▶ [TEXT]:
────

Forum Moderators: open

Message Too Old, No Replies

yahoo crawlers hammering my site

         

jawjbww

9:35 am on Jun 22, 2004 (gmt 0)



My site is being crawled by about 20 yahoo spiders and they are all hitting the same pages and they are now using about 30% of my bandwidth. Can any one explain what is going on or have a similar experience.
(30,000 pages today).

I don't even get more than a handful of hits from yahoo generally so I don't know what they are doing.

IP addresses used are 66.163.170.170 and ,165,172 etc.
which are part of yahoo.com when I do a nslookup.

The agent is
Yahoo-VerticalCrawler-FormerWebCrawler/3.9 crawler at trd dot overture dot com; [alltheweb.com...]

Span

8:51 am on Jun 23, 2004 (gmt 0)

WebmasterWorld Senior Member 10+ Year Member



I have not seen it hammering but it looks like it's a buggy crawler. I've seen it replacing dashes with slashes, asking for pages with a slash behind it (page.html/) or changing 9-digit filenames into 8 digits..

dhatz

9:38 am on Jun 23, 2004 (gmt 0)

10+ Year Member



"Buggy crawler"?

I really don't get any of this.

I get lots of crawler hits by "amateurish" local (greek) crawlers and they're all WELL BEHAVED, i.e. follow robots.txt, limit requests to e.g. 1 every 5 seconds, support Last-Modified headers to give http 304, follow 301/302 etc.

On the other hand, from the big boys, ONLY GOOGLEBOT is well behaved!

A complaint I have with Yahoo is with their http 404 error testing or whatever that is. Plus the handling of 301/302 redirects.

I have a site where I chose to name the files using numbers, or a letter and numbers, e.g. b1562.html. On that particular site, 15% of all Slurp requests are 404s as it keeps requesting non-existant files.

Inktomi was much worse, at one point it was responsible for 10% of the bandwidth of the site. Also, Inktomi/Slurp used to never create 304 on my sites, just 200. Recently I see several 304s so it's getting better.

I noticed that Ink/Slurp will try to view the directory listing, i.e. if I have a URL like

[mysite.tld...]

it'll send a request for

[mysite.tld...]

and I've explicitly allowed directory browsing for Slurp, to HELP it quickly determine which files had new timestamp. Downside: It followed the links from directory browsing to include some "orphan" files (ie not linked from anywhere)

────

▶ [DATASET CONTENT]:
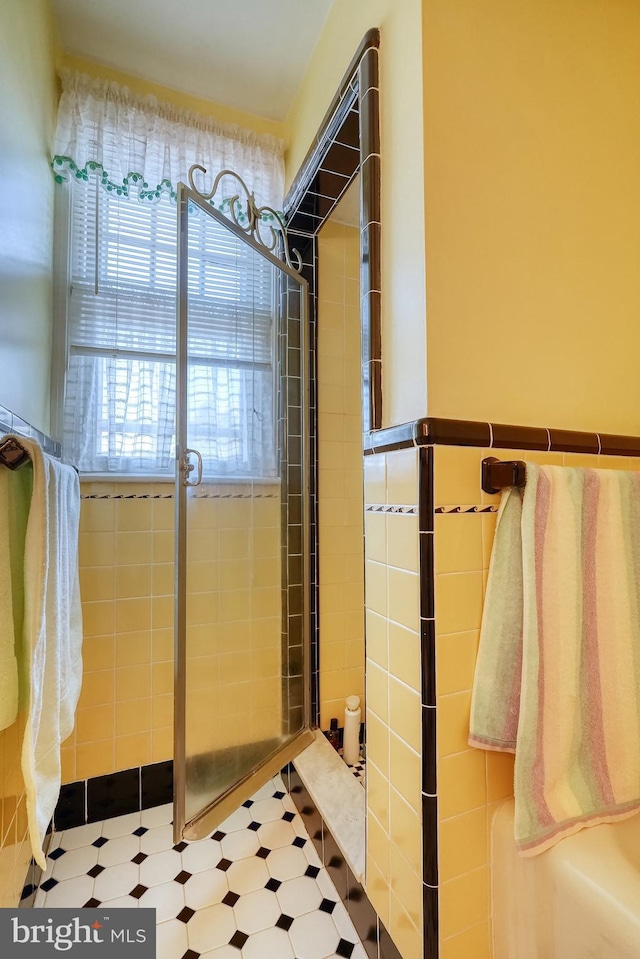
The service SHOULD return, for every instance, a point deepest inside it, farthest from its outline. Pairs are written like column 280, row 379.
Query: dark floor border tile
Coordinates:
column 115, row 794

────

▶ [LIST OF TASKS]:
• a. Which HTTP status codes are mentioned in the thread about Yahoo crawlers hammering a site? List each one once.
• b. Pick up the forum thread about Yahoo crawlers hammering a site and write what comes next.
You can do this without the listing.

▶ [RESULTS IN ORDER]:
• a. 304, 301, 302, 404, 200

• b.
MSNBOT is the most annoying sofar. I blocked it after it had generated 25.000 page hits on a 4.000 page site, in just 10 days. 99% of the pages had not changed during that time, yet it downloaded all of them with http 200 code.

Unbelievable!

dhatz

11:29 am on Jun 23, 2004 (gmt 0)

10+ Year Member



Just re-checked this, out of 1075 page hits by Slurp, 427 were requesting an invalid URL. In a site with less than 4000 files!

Addition: I tend to think it's a "flag", when Slurp suspects it could be a against a big machine-generated junk-site or something.

I have another, much bigger site, where I also name files using numbers and a few letters, and my stats show 3210 page hits by Slurp and NONE of them is looking for non-existant files (unless following broken links ofcourse)

This is imo a leftover of Inktomi into Slurp, which exhibited this "bug" on that site and that site only. On other sites, it does well.

[edited by: dhatz at 11:44 am (utc) on June 23, 2004]

trillianjedi

11:36 am on Jun 23, 2004 (gmt 0)

WebmasterWorld Senior Member 10+ Year Member



My site is being crawled by about 20 yahoo spiders and they are all hitting the same pages and they are now using about 30% of my bandwidth.

Spans post above may well be the answer, but also worth checking you're not serving yahoobot with any kind of Session ID.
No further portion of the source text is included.